• ASSIGNED TASK: Across the whole listing, filter for the string "work" and copy every line that has it.

Segment Open

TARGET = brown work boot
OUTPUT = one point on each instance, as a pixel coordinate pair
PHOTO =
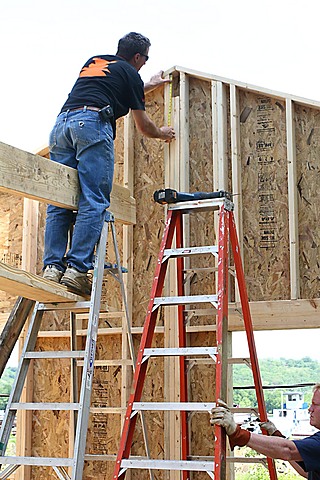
(78, 282)
(51, 272)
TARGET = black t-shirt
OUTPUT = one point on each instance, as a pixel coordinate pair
(309, 449)
(107, 80)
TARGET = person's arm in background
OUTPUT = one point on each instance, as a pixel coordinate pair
(273, 431)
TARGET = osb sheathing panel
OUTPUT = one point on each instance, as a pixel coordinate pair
(11, 211)
(264, 197)
(307, 130)
(50, 429)
(201, 378)
(147, 234)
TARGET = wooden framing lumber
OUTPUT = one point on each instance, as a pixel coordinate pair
(32, 176)
(279, 315)
(13, 280)
(13, 328)
(293, 202)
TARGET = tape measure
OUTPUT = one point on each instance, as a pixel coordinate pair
(170, 101)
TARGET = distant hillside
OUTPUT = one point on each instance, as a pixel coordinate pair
(275, 372)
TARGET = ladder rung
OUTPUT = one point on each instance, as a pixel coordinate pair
(183, 300)
(41, 461)
(174, 406)
(189, 251)
(168, 465)
(245, 410)
(44, 406)
(162, 352)
(56, 354)
(206, 204)
(240, 360)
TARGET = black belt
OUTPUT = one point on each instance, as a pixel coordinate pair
(94, 109)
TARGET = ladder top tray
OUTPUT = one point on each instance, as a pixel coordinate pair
(20, 283)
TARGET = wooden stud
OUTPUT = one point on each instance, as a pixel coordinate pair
(293, 202)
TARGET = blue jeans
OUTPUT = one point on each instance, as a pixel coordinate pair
(80, 140)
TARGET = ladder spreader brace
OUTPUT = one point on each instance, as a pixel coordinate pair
(81, 407)
(227, 234)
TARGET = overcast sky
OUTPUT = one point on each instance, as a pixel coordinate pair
(273, 44)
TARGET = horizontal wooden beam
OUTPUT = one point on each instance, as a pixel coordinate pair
(20, 283)
(279, 315)
(13, 328)
(32, 176)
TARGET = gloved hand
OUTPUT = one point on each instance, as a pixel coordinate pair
(221, 415)
(271, 428)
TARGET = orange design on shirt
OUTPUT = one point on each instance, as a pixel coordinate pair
(98, 68)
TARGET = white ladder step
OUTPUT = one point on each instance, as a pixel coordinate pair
(44, 406)
(168, 465)
(183, 300)
(41, 461)
(56, 354)
(172, 406)
(189, 251)
(163, 352)
(200, 205)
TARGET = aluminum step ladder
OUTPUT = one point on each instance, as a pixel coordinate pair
(81, 404)
(227, 233)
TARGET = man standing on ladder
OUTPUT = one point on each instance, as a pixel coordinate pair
(304, 455)
(82, 138)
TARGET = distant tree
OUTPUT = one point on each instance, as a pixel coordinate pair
(281, 371)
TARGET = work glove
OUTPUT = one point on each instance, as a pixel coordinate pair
(222, 416)
(271, 429)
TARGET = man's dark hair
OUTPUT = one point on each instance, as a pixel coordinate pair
(131, 44)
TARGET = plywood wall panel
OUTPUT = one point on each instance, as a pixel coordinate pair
(307, 123)
(147, 233)
(264, 197)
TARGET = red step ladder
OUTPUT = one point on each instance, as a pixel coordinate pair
(227, 235)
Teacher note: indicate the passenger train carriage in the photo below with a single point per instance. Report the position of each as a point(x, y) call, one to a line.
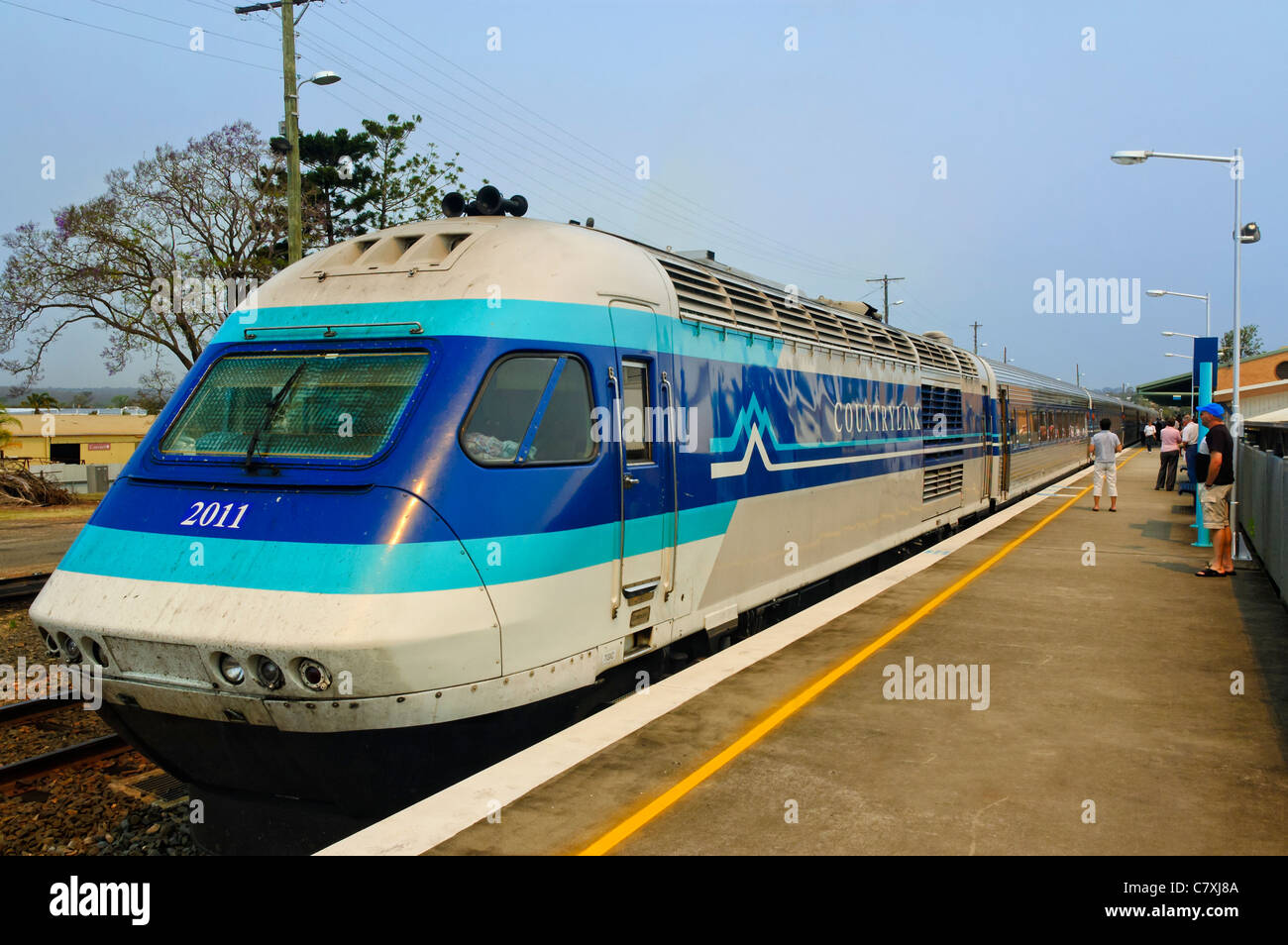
point(439, 475)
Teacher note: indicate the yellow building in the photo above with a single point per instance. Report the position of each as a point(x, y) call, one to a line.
point(75, 438)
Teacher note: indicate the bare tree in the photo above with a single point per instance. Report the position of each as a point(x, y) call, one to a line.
point(158, 262)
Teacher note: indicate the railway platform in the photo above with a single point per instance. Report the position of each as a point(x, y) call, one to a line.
point(1108, 702)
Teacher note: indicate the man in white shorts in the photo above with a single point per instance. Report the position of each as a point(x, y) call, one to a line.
point(1104, 450)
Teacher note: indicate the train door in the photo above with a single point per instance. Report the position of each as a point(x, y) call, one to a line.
point(1004, 442)
point(642, 390)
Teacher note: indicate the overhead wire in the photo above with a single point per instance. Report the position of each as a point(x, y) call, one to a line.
point(134, 37)
point(612, 163)
point(671, 222)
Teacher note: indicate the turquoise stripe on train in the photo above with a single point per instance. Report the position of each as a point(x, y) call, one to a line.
point(372, 568)
point(565, 323)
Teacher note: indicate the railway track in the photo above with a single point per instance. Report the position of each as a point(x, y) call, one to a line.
point(29, 709)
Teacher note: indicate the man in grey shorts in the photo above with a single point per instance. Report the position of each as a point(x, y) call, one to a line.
point(1104, 450)
point(1216, 479)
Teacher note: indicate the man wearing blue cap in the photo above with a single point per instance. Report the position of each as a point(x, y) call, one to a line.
point(1215, 477)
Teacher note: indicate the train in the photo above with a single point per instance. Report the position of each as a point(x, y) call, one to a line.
point(429, 481)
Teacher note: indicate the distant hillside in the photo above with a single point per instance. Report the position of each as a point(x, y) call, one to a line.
point(102, 395)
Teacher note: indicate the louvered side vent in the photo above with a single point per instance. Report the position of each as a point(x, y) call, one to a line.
point(966, 365)
point(940, 403)
point(754, 308)
point(884, 343)
point(940, 481)
point(935, 356)
point(751, 309)
point(697, 292)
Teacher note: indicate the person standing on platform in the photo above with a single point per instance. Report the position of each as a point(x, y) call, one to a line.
point(1168, 456)
point(1215, 479)
point(1189, 446)
point(1104, 450)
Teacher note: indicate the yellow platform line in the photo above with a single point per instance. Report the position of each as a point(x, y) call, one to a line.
point(798, 702)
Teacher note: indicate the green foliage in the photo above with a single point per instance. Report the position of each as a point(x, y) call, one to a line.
point(40, 400)
point(1249, 344)
point(406, 188)
point(5, 420)
point(336, 189)
point(204, 214)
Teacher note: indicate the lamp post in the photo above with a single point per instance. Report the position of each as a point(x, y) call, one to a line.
point(1250, 233)
point(294, 240)
point(1207, 300)
point(1181, 334)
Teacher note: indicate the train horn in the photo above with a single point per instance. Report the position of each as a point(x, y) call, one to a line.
point(454, 204)
point(489, 202)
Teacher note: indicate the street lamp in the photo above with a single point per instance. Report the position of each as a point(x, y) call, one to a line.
point(294, 240)
point(1207, 300)
point(1250, 233)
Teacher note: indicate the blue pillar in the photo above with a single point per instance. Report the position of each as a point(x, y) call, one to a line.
point(1205, 372)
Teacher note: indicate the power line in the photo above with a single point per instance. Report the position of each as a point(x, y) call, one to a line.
point(785, 249)
point(185, 26)
point(885, 283)
point(133, 37)
point(330, 50)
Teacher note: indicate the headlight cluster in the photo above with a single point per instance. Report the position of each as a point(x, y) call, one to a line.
point(267, 674)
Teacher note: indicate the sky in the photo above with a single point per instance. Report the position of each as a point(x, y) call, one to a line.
point(964, 147)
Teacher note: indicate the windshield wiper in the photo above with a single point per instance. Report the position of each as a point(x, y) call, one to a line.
point(271, 412)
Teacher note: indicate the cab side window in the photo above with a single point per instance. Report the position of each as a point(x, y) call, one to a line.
point(533, 409)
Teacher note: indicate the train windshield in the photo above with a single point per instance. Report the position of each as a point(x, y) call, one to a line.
point(296, 406)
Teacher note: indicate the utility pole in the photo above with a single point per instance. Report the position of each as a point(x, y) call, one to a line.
point(887, 280)
point(291, 95)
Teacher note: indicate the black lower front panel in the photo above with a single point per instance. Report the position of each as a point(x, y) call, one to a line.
point(267, 790)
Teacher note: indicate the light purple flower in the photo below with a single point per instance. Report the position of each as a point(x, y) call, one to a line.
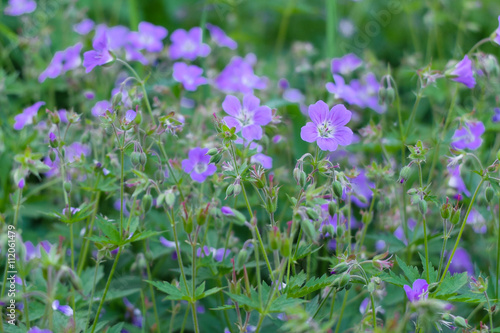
point(27, 116)
point(220, 38)
point(418, 291)
point(19, 7)
point(100, 108)
point(497, 33)
point(129, 117)
point(247, 118)
point(461, 262)
point(328, 126)
point(464, 73)
point(456, 180)
point(84, 27)
point(496, 116)
point(62, 62)
point(238, 76)
point(99, 55)
point(188, 44)
point(477, 221)
point(468, 136)
point(149, 37)
point(189, 76)
point(198, 164)
point(345, 65)
point(38, 330)
point(64, 309)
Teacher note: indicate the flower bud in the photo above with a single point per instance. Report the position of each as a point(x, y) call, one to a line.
point(337, 189)
point(489, 193)
point(147, 201)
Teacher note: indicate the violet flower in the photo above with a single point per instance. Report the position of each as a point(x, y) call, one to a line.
point(188, 44)
point(463, 73)
point(27, 116)
point(468, 136)
point(461, 262)
point(64, 309)
point(149, 37)
point(19, 7)
point(189, 76)
point(328, 126)
point(238, 76)
point(198, 165)
point(456, 180)
point(345, 65)
point(247, 118)
point(84, 27)
point(99, 55)
point(220, 38)
point(419, 290)
point(100, 108)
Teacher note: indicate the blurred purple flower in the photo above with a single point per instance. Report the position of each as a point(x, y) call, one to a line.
point(26, 117)
point(247, 118)
point(188, 44)
point(99, 55)
point(461, 262)
point(418, 291)
point(456, 180)
point(464, 73)
point(100, 108)
point(468, 136)
point(198, 164)
point(328, 126)
point(64, 309)
point(189, 76)
point(477, 221)
point(345, 65)
point(149, 37)
point(238, 76)
point(19, 7)
point(84, 27)
point(220, 38)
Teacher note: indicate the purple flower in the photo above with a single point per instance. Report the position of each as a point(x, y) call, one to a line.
point(99, 55)
point(463, 72)
point(198, 164)
point(461, 262)
point(20, 7)
point(188, 44)
point(27, 116)
point(346, 64)
point(477, 221)
point(247, 119)
point(418, 291)
point(129, 116)
point(64, 309)
point(328, 126)
point(189, 76)
point(468, 136)
point(84, 27)
point(220, 38)
point(100, 108)
point(238, 76)
point(149, 37)
point(38, 330)
point(496, 116)
point(497, 33)
point(456, 180)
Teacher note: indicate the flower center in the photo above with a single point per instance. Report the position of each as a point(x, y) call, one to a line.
point(326, 129)
point(200, 167)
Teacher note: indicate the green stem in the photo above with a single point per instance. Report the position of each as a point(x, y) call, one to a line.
point(461, 231)
point(108, 283)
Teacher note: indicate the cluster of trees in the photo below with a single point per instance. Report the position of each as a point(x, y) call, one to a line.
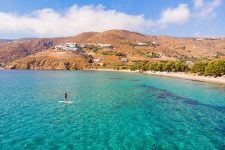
point(209, 68)
point(174, 66)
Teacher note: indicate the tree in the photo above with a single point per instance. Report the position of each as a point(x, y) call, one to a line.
point(169, 66)
point(215, 68)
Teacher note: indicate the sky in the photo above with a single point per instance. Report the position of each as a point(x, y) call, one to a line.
point(59, 18)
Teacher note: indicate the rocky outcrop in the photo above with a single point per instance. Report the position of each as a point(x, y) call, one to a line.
point(51, 60)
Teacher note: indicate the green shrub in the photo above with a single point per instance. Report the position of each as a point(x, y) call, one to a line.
point(215, 68)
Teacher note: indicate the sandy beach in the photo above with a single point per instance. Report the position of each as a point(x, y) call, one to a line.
point(181, 75)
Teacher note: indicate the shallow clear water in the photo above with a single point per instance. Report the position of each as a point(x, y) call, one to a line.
point(109, 111)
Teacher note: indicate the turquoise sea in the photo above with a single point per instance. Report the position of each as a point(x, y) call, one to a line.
point(110, 110)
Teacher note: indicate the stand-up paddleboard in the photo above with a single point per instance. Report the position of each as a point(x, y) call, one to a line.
point(66, 102)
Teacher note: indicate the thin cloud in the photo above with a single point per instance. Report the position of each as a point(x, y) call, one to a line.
point(76, 19)
point(206, 9)
point(178, 15)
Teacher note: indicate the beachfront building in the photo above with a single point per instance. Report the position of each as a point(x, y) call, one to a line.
point(124, 59)
point(105, 45)
point(68, 46)
point(97, 60)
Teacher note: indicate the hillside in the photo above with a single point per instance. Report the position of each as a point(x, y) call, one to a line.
point(158, 48)
point(51, 60)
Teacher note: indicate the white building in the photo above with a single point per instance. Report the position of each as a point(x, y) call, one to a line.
point(124, 59)
point(105, 45)
point(154, 43)
point(68, 46)
point(142, 44)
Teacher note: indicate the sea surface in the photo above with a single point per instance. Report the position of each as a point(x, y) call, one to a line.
point(109, 110)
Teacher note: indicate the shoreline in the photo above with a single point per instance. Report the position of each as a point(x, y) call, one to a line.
point(180, 75)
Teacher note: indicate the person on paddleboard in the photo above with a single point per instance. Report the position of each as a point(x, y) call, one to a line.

Segment Closed

• RESULT OF THE TASK:
TARGET = brown work boot
TARGET = work glove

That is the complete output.